- Task goal: Update the lines below by replacing every "play-diagram reference" with "field-layout reference". Leave everything else unchanged.

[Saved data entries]

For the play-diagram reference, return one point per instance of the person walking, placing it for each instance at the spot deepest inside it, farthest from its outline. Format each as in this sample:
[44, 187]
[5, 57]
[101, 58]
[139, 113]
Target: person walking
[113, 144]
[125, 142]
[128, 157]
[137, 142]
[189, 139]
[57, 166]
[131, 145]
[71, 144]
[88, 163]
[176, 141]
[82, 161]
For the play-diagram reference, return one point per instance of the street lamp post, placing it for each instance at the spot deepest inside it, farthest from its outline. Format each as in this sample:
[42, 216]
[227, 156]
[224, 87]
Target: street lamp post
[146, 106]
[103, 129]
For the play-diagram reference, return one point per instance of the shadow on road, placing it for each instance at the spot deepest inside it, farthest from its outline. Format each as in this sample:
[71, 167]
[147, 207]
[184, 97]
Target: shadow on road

- Task result:
For the field-layout reference, return one point per instance of the person walking, placing it for each instance at the spot deepest inside it, farthest from its outline. Format each as in this sample:
[44, 187]
[5, 57]
[101, 58]
[139, 113]
Target: person walking
[113, 144]
[125, 142]
[128, 157]
[137, 142]
[189, 139]
[57, 166]
[131, 145]
[71, 144]
[88, 163]
[176, 141]
[82, 161]
For the field-layout reference, return one point per instance of the street lamp post, placing it for each instance at the spot deepest inside it, farthest from its outline. Format each as in this sample:
[42, 216]
[227, 156]
[224, 87]
Target: street lamp post
[146, 106]
[103, 129]
For the field-layout reference, return one point per instance of the shadow on road, placing it for each instance at the spot deepest inside it, farthest from its outline. Format each as in this sample:
[71, 167]
[147, 207]
[184, 97]
Target: shadow on road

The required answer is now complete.